A arte de dirirgir – Gerenciando a carga sobre os pneus

Não importa, se você acabou de sair da auto-escola, se você é um motorista veterano, se você trabalha o dia inteiro dirigindo, se é piloto amador ou profissional, se é apenas um motorista que dirige por necessidade, você deve saber como seu carro se comporta. Quem nunca se acidentou ou perdeu o controle do carro de forma misteriosa mesmo com o veículo em excelentes condições ? Agora você vai entender como o carro interage com o meio, e como você deve dirigi-lo. O começo de todo esse universo de teorias que existem para guiar um automóvel começa pelos pneus. Caso você não tenha percebido, apenas os pneus estão em contato com o solo, ou seja, um carro possui quatro pontos de contato e apoio com o solo. Os pneus suportam todo o peso do veículo, e a este peso sobre os pneus denominamos carga.

Freada com força total. Perceba que grande parte da carga está sobre os pneus dianteiros. Os pneus traseiros perdem carga, e consequentemente o grip tendendo a travarem. Foto: http://moveoverracing.ca

A carga na qual os pneus suportam não é constante, ela varia. Aliás, quando o veículo está em movimento, ela varia sempre. Qualquer movimento do volante, aceleração ou frenagem provoca uma perturbação na carga sobre os pneus. Basicamente, ao acelerar a carga será maior sobre os pneus traseiros, e ao frear a carga será maior sobre os pneus dianteiros. Isso é fácil de perceber. Ao acelerar um veículo a dianteira sobe, indicando que a carga se deslocou para traseira do veículo, e ao frear percebe-se que a dianteira do veículo abaixa, indicando que a carga se deslocou para a dianteira do veiculo. Essa variação de carga também age em mudanças de direção do veículo. Ao fazer uma curva, a carga do veículo concentra-se no lado externo da curva, ou seja, ao realizar uma curva a direita a carga sobre os pneus irá se concentrar nos pneus do lado esquerdo e vice e versa.

No entanto, com toda essa variação de carga sobre os pneus, algo deve segura-los no solo. Essa aderência do pneus com o solo é chamada Grip. O grip é a força com a qual os pneus agarram o solo prevenindo sua derrapagem. A variação do grip se deve a condições da superfície, as condições do próprios pneus e as variações de carga.

**Exercício**
Liste todos os fatores que, segundo o texto sobre a carga nos pneus, fazem o grip variar.

**Dados fornecidos**
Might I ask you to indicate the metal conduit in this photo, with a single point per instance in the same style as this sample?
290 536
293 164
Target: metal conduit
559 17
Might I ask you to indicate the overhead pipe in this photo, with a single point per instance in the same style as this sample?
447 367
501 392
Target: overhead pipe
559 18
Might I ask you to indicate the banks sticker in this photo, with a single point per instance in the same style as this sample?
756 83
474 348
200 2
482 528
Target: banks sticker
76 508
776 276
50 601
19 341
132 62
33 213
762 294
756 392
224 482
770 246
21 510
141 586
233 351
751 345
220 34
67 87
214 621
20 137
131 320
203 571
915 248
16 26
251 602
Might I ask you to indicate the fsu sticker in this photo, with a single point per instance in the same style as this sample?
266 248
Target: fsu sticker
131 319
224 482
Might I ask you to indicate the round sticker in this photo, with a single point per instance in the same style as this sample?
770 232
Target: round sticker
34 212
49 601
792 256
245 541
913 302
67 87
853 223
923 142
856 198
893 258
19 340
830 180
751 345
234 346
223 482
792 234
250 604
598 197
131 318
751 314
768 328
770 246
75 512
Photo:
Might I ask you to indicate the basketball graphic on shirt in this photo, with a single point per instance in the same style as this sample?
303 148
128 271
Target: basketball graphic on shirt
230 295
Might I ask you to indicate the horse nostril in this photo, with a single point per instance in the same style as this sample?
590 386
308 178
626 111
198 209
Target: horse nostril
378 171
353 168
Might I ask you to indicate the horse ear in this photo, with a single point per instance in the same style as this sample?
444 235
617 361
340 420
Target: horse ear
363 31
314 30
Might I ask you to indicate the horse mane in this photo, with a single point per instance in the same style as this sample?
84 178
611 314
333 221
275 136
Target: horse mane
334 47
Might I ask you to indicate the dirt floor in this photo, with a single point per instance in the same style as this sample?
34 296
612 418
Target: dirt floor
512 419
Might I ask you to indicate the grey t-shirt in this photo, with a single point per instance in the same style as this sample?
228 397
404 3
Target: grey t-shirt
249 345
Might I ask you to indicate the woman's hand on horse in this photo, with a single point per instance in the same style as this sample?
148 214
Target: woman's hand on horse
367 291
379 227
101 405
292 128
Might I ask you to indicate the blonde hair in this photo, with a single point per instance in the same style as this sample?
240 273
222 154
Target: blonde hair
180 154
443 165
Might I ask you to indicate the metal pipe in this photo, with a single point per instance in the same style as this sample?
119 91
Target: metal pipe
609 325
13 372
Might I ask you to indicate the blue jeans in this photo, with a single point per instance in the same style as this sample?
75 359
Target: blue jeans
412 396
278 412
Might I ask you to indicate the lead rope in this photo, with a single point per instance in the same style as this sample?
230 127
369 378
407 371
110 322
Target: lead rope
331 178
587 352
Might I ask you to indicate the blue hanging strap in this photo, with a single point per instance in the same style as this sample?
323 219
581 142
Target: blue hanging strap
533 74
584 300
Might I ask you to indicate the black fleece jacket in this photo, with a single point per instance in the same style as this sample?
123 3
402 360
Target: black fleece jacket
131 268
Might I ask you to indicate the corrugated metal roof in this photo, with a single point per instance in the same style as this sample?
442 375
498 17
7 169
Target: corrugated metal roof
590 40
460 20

**Resposta**
- Condições da superfície
- Condições dos pneus
- Variações de carga